Exercise description.
Write the records out again exactly, leaving no images in.

Records supplied.

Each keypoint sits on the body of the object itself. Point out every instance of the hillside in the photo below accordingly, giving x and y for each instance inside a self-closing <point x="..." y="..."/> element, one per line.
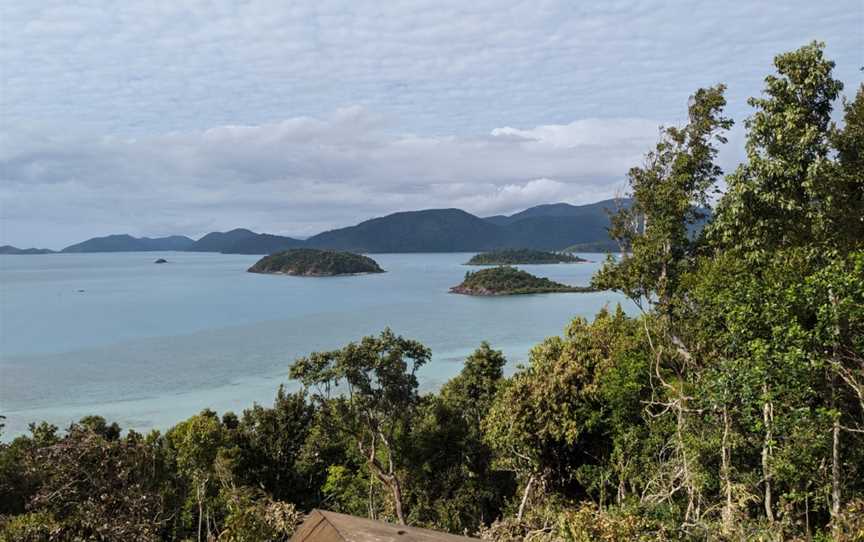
<point x="262" y="243"/>
<point x="521" y="257"/>
<point x="218" y="241"/>
<point x="434" y="230"/>
<point x="127" y="243"/>
<point x="9" y="249"/>
<point x="309" y="262"/>
<point x="544" y="227"/>
<point x="506" y="280"/>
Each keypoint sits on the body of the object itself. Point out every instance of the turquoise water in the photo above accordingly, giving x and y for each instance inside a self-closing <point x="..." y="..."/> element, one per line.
<point x="148" y="345"/>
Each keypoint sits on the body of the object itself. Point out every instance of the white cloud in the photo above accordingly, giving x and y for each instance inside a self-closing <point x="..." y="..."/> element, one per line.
<point x="298" y="175"/>
<point x="164" y="116"/>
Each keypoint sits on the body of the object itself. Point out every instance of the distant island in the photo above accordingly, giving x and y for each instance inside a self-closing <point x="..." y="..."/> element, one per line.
<point x="127" y="243"/>
<point x="9" y="249"/>
<point x="521" y="256"/>
<point x="310" y="262"/>
<point x="506" y="280"/>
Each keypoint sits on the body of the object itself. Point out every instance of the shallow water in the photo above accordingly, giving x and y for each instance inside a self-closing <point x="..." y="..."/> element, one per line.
<point x="148" y="345"/>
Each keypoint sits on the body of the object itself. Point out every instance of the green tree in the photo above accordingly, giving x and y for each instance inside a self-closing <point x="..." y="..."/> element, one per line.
<point x="197" y="445"/>
<point x="380" y="398"/>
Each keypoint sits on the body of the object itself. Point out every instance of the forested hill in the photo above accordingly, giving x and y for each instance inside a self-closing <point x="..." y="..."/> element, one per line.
<point x="729" y="408"/>
<point x="545" y="227"/>
<point x="127" y="243"/>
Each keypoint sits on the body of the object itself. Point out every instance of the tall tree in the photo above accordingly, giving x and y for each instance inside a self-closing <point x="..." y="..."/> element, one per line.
<point x="380" y="398"/>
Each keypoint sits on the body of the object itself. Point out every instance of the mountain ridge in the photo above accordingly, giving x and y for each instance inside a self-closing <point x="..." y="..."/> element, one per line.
<point x="553" y="226"/>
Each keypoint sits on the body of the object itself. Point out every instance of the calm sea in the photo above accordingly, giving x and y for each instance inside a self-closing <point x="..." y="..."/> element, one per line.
<point x="148" y="345"/>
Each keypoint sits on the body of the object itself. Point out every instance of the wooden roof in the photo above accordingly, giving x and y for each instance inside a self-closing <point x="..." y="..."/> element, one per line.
<point x="324" y="526"/>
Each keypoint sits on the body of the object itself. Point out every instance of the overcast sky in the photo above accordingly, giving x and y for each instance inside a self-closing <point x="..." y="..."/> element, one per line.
<point x="161" y="117"/>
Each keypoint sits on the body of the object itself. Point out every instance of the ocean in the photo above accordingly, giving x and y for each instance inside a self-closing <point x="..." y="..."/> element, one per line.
<point x="148" y="345"/>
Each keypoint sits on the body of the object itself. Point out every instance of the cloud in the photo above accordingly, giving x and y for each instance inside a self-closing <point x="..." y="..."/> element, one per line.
<point x="302" y="175"/>
<point x="164" y="116"/>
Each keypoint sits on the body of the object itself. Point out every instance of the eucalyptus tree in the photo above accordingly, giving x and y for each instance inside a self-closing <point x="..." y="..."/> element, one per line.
<point x="788" y="215"/>
<point x="376" y="398"/>
<point x="670" y="196"/>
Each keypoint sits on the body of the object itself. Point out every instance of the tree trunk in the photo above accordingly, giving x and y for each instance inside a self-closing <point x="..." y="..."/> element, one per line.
<point x="836" y="495"/>
<point x="397" y="499"/>
<point x="767" y="417"/>
<point x="836" y="478"/>
<point x="525" y="495"/>
<point x="728" y="514"/>
<point x="200" y="510"/>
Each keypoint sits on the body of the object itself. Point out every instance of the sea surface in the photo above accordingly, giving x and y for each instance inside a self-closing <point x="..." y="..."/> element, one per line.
<point x="149" y="345"/>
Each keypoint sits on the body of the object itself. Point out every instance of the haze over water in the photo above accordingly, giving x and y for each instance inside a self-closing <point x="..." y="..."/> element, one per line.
<point x="149" y="345"/>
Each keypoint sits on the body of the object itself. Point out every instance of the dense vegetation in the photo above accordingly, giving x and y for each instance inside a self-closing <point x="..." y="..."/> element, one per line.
<point x="521" y="256"/>
<point x="506" y="280"/>
<point x="730" y="408"/>
<point x="309" y="262"/>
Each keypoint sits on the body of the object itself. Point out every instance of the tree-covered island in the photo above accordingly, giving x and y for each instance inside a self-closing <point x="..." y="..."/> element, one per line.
<point x="505" y="280"/>
<point x="521" y="256"/>
<point x="309" y="262"/>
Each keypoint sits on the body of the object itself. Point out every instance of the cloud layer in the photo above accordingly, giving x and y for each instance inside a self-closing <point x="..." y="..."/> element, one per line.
<point x="165" y="116"/>
<point x="301" y="175"/>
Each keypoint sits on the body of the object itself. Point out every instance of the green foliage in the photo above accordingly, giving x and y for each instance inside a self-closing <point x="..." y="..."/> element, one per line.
<point x="315" y="263"/>
<point x="381" y="399"/>
<point x="521" y="256"/>
<point x="505" y="280"/>
<point x="669" y="193"/>
<point x="731" y="409"/>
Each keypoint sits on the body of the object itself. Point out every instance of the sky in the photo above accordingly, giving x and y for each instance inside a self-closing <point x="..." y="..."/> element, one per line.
<point x="184" y="117"/>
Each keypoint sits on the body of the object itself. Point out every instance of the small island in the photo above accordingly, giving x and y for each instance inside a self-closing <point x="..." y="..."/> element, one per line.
<point x="506" y="280"/>
<point x="310" y="262"/>
<point x="521" y="256"/>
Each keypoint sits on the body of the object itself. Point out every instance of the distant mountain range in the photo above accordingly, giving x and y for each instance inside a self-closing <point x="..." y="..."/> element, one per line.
<point x="127" y="243"/>
<point x="544" y="227"/>
<point x="9" y="249"/>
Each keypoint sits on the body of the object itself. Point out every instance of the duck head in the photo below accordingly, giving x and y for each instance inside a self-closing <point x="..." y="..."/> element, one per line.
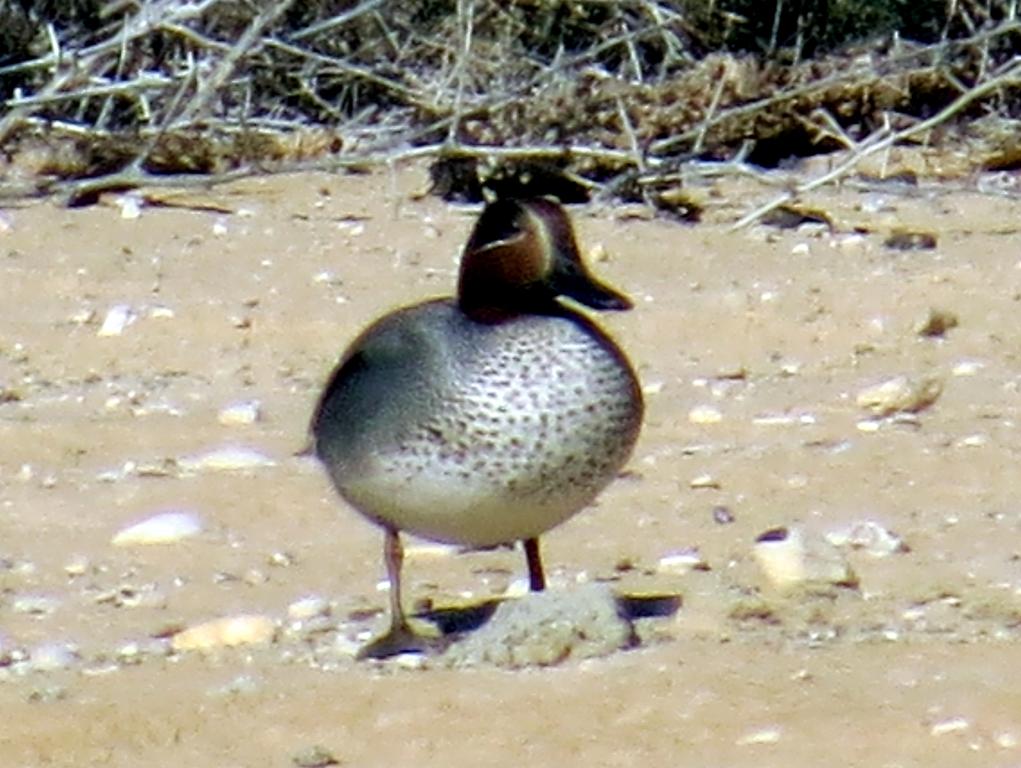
<point x="521" y="257"/>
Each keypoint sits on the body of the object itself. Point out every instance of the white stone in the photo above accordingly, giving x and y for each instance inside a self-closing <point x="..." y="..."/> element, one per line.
<point x="242" y="413"/>
<point x="244" y="629"/>
<point x="51" y="657"/>
<point x="226" y="459"/>
<point x="789" y="557"/>
<point x="165" y="527"/>
<point x="950" y="725"/>
<point x="117" y="319"/>
<point x="307" y="608"/>
<point x="705" y="415"/>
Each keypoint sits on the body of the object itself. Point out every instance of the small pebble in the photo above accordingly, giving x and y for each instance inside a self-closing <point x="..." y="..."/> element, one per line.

Response.
Each keypoint sits on the body of the object itself. Point out every instance of the hillside in the photo below accordingly, giving x and y for each instance inside a self-closing <point x="..." y="..."/> element, one per line.
<point x="262" y="243"/>
<point x="521" y="257"/>
<point x="218" y="241"/>
<point x="434" y="230"/>
<point x="127" y="243"/>
<point x="9" y="249"/>
<point x="309" y="262"/>
<point x="544" y="227"/>
<point x="506" y="280"/>
Each keypoint sits on the body of the object itself. Point out every instance of the turquoise water in the photo above accordingly, giving x and y for each instance inside a self-closing <point x="..." y="..."/> element, one per line.
<point x="148" y="345"/>
Each keypoint sits on the body of the object itself. Point out every instance of the white cloud in the photo above accordingly, giving x and y for each instance inside a self-closing <point x="..." y="..."/> element, one per line.
<point x="298" y="175"/>
<point x="164" y="116"/>
Each keypoint sits on the body of the object itself. Point out every instance of the distant island in the photo above accordingly, giving x and y for each instance inside a self-closing <point x="..." y="..."/> element, one per line.
<point x="127" y="243"/>
<point x="9" y="249"/>
<point x="521" y="256"/>
<point x="310" y="262"/>
<point x="506" y="280"/>
Each keypoint sits on the body of the object itself. Point out every instance of the shallow water in the photo above accordingly, giving x and y for each instance inside a self-closing <point x="..." y="..."/> element, one per line.
<point x="148" y="345"/>
Each keypoint sits on the body of the object itself. Point out every instance of the green tree in the photo above accordingly, giving x and y for each instance inside a self-closing <point x="..." y="..."/> element, one per line.
<point x="197" y="445"/>
<point x="380" y="398"/>
Each keypoint sits on the body of the object itself. Point out every instance of the forested hill in the photo above accordingly, giving x and y for each instance inside a self-closing <point x="..." y="..."/> element, one per line.
<point x="729" y="408"/>
<point x="545" y="227"/>
<point x="127" y="243"/>
Each keypoint sits on the body of the object itself. Point out every instance of the tall tree in the photo above accordingly, giving x and y for each instance inside a self-closing <point x="..." y="..."/> element, one per line.
<point x="380" y="398"/>
Each keypoint sits on the body of the object itself. Point out every instance of the mountain ridge in the photo above accordingly, giving x and y for each instance inside a self-closing <point x="..." y="..."/> element, one per line.
<point x="553" y="226"/>
Each keypoint sits on the body of the object itself. Point out every instance of the calm sea in the photo above accordingly, giving x and y for each instance inside a self-closing <point x="..." y="..."/> element, one per line.
<point x="148" y="345"/>
Each keypoint sits on the body of the object itself. Point out every instance of the wooden roof in the photo above accordingly, giving x and y for each instance inside a self-closing <point x="..." y="..."/> element, one per line.
<point x="324" y="526"/>
Each keypoint sits on the body of the object itself. Point out every instance of the overcast sky in the photo above accordingly, giving x and y for each instance inside a self-closing <point x="..." y="..."/> element, one per line.
<point x="161" y="117"/>
Each keypoint sits on the body of the object itself. Point out every instance of the ocean in the photo above accordingly, giving x and y for each instance inside a self-closing <point x="..." y="..."/> element, one per line.
<point x="148" y="345"/>
Each keypoint sits on the body of the object itself. Point out every instance of the cloud in the photo above accordingly, giving x and y for each instance inside a self-closing <point x="..." y="..."/> element, one per line.
<point x="302" y="175"/>
<point x="164" y="116"/>
Each keypoint sits on the body of the object itself. Point out every instance of the eucalyptus tree in the photo above accordingly, giving x and y for each instance inside a self-closing <point x="..." y="..."/> element, one per line.
<point x="788" y="215"/>
<point x="376" y="398"/>
<point x="670" y="196"/>
Each keypoint sits on the body of the object itself. Point out every instance of the tree trunk in the photo above accordingly, giving x and y for each instance inside a self-closing <point x="..." y="..."/> element, one per line.
<point x="836" y="495"/>
<point x="397" y="499"/>
<point x="767" y="417"/>
<point x="836" y="478"/>
<point x="525" y="495"/>
<point x="728" y="514"/>
<point x="200" y="510"/>
Each keypoint sits on the body of the object itself. Point out every instance of the sea surface in the photo above accordingly, giving x and y for each instance inside a self-closing <point x="..." y="..."/> element, one per line.
<point x="149" y="345"/>
Each keypoint sits on the body of the object itself. Point out every instance of the haze over water in the photo above accordingly, giving x and y for each instance inside a self-closing <point x="..." y="..."/> element, one per line.
<point x="149" y="345"/>
Each keypoint sits on the body of the object itself. Point out every instance of the dense vegetation in the photo above accordingly, giving x and y for each instance inside a self-closing <point x="..." y="..."/> element, one per line.
<point x="521" y="256"/>
<point x="506" y="280"/>
<point x="730" y="408"/>
<point x="309" y="262"/>
Each keypoint sits on the body of the object itself. Point out every instance of the tree-covered island in the photo above accordingly, giving x and y for each instance inside a self-closing <point x="..." y="..."/> element, one per line.
<point x="505" y="280"/>
<point x="521" y="256"/>
<point x="309" y="262"/>
Each keypoint sits on the body of the object itself. Point out every instance of the cloud layer in the photo above accordingly, giving x and y for each instance inside a self-closing <point x="..." y="..."/> element, one per line.
<point x="165" y="116"/>
<point x="301" y="175"/>
Each keypoint sits on the body of the object itself. Point out every instance of the green foliage in the photo above accordingly, giving x and y for each instance inside a self-closing <point x="..." y="..."/> element, one per line.
<point x="315" y="263"/>
<point x="381" y="399"/>
<point x="521" y="256"/>
<point x="505" y="280"/>
<point x="669" y="193"/>
<point x="731" y="409"/>
Each keypoint sits on the body of the object itself. Point out every instance of the sky in the photo above accordingly, giving x and y for each instance inside a self-closing <point x="..." y="..."/> element, one per line.
<point x="184" y="117"/>
Each keypoint sits on the body of the object itself. Point out every instance of the small island in the photo above accordingly, giving x and y for each instance inside a self-closing <point x="..." y="..."/> element, one per line.
<point x="506" y="280"/>
<point x="310" y="262"/>
<point x="521" y="256"/>
Each keypoint sits on the body of the object itself. Point out every instance of the distant mountain range in the photo above accordingly, giving x and y for each instance inside a self-closing <point x="..." y="..."/> element, one per line.
<point x="127" y="243"/>
<point x="544" y="227"/>
<point x="9" y="249"/>
Each keypoint sits on the body of the object itself. Point out every instance of the duck head in the photo below accordingly, giving x and y for each instance inside a self-closing <point x="..." y="..."/> element, one per line.
<point x="521" y="257"/>
Each keypoint sits on the body of the object itself. Point out every instance of the white stone in the photo above accordingly, giving x and y for each instance inside a self-closing <point x="..." y="..."/> element, one per line.
<point x="242" y="413"/>
<point x="244" y="629"/>
<point x="51" y="657"/>
<point x="226" y="459"/>
<point x="789" y="557"/>
<point x="165" y="527"/>
<point x="950" y="725"/>
<point x="117" y="319"/>
<point x="307" y="608"/>
<point x="705" y="415"/>
Each keypoint sits on the body of the object itself. Point out every instance of the small pebble in the photo above accordingly, giving x and y for each instance inside a self-closing <point x="..." y="..."/> element, one per line.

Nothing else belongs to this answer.